Exercise details ▸ Reproduce every one of the entries below word for word.

Listed records ▸

____

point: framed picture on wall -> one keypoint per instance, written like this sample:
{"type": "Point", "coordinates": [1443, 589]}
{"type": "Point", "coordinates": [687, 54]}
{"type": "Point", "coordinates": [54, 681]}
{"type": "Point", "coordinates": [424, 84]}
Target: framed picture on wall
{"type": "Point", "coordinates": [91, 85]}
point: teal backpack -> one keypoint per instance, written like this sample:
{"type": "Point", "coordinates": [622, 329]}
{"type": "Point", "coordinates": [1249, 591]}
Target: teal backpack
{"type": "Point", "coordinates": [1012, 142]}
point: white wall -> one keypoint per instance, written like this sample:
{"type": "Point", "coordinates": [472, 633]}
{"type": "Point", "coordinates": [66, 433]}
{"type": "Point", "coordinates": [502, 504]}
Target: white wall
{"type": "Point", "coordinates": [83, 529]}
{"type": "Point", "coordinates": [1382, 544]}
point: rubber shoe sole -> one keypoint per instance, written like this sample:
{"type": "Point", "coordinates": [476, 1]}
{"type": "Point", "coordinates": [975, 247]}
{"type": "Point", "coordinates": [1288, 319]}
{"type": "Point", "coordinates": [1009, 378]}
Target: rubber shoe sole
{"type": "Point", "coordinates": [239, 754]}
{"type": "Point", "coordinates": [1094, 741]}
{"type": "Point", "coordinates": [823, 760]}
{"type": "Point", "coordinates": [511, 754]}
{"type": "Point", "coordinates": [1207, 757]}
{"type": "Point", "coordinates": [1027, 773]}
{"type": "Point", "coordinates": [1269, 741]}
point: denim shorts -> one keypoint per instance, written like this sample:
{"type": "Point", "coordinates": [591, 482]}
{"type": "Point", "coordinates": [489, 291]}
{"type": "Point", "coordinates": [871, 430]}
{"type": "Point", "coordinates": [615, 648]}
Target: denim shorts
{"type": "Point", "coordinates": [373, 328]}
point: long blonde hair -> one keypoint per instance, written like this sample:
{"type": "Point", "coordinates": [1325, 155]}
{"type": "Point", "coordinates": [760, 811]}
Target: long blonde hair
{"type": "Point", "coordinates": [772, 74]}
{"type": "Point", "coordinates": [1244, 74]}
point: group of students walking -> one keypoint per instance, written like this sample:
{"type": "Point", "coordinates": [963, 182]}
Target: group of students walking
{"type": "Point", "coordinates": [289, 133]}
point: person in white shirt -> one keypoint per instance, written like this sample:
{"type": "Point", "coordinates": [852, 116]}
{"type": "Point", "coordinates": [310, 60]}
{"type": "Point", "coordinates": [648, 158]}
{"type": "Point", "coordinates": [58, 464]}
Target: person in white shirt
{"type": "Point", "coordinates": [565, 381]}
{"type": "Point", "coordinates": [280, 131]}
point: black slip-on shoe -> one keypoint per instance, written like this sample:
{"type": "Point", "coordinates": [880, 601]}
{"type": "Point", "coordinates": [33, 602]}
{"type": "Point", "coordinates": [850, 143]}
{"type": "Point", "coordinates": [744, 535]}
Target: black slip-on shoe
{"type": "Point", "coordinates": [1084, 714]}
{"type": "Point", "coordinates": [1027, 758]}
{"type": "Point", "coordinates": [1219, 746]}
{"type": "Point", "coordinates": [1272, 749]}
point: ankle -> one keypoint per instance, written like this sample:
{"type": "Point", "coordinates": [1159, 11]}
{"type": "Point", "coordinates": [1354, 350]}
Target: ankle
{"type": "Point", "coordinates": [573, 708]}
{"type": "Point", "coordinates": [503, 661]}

____

Final result ▸
point: framed picture on wall -> one keypoint per instance, written like this sample:
{"type": "Point", "coordinates": [1443, 589]}
{"type": "Point", "coordinates": [687, 54]}
{"type": "Point", "coordinates": [54, 681]}
{"type": "Point", "coordinates": [424, 84]}
Target: framed picture on wall
{"type": "Point", "coordinates": [91, 85]}
point: teal backpack -> one keypoint per instance, written like this sample:
{"type": "Point", "coordinates": [622, 329]}
{"type": "Point", "coordinates": [1249, 591]}
Target: teal backpack
{"type": "Point", "coordinates": [1012, 142]}
point: white wall -> one keypoint per instance, written like this sample:
{"type": "Point", "coordinates": [472, 633]}
{"type": "Point", "coordinates": [66, 433]}
{"type": "Point", "coordinates": [502, 504]}
Target: white wall
{"type": "Point", "coordinates": [83, 529]}
{"type": "Point", "coordinates": [1382, 544]}
point: rubber shoe sole -> one keypoint per instance, written like this sample:
{"type": "Point", "coordinates": [476, 1]}
{"type": "Point", "coordinates": [975, 247]}
{"type": "Point", "coordinates": [1288, 319]}
{"type": "Point", "coordinates": [1009, 378]}
Target: rubber shoe sole
{"type": "Point", "coordinates": [239, 754]}
{"type": "Point", "coordinates": [1094, 741]}
{"type": "Point", "coordinates": [823, 760]}
{"type": "Point", "coordinates": [511, 754]}
{"type": "Point", "coordinates": [1207, 757]}
{"type": "Point", "coordinates": [1027, 773]}
{"type": "Point", "coordinates": [1269, 741]}
point: denim shorts -> one keypoint per instance, written like this sample:
{"type": "Point", "coordinates": [591, 482]}
{"type": "Point", "coordinates": [489, 291]}
{"type": "Point", "coordinates": [871, 430]}
{"type": "Point", "coordinates": [615, 648]}
Target: denim shorts
{"type": "Point", "coordinates": [373, 328]}
point: long blonde hair -> one keypoint per instance, written like this sample:
{"type": "Point", "coordinates": [1325, 155]}
{"type": "Point", "coordinates": [760, 811]}
Target: long blonde hair
{"type": "Point", "coordinates": [772, 74]}
{"type": "Point", "coordinates": [1244, 74]}
point: group of students walking -> one keypoint per instance, written like this sample:
{"type": "Point", "coordinates": [963, 182]}
Target: group of students walking
{"type": "Point", "coordinates": [289, 133]}
point: person in white shirt -> one keypoint per instance, written like this sample:
{"type": "Point", "coordinates": [852, 116]}
{"type": "Point", "coordinates": [310, 60]}
{"type": "Point", "coordinates": [648, 158]}
{"type": "Point", "coordinates": [58, 464]}
Target: person in white shirt
{"type": "Point", "coordinates": [565, 381]}
{"type": "Point", "coordinates": [280, 131]}
point: black slip-on shoe -> one keypoint per instance, written like this sample:
{"type": "Point", "coordinates": [880, 601]}
{"type": "Point", "coordinates": [33, 602]}
{"type": "Point", "coordinates": [850, 143]}
{"type": "Point", "coordinates": [744, 535]}
Target: black slip-on shoe
{"type": "Point", "coordinates": [1084, 714]}
{"type": "Point", "coordinates": [1027, 758]}
{"type": "Point", "coordinates": [1219, 746]}
{"type": "Point", "coordinates": [1272, 749]}
point: ankle -> one keypoint per instance, written like this sample:
{"type": "Point", "coordinates": [1159, 11]}
{"type": "Point", "coordinates": [1354, 350]}
Target: ankle
{"type": "Point", "coordinates": [573, 708]}
{"type": "Point", "coordinates": [503, 661]}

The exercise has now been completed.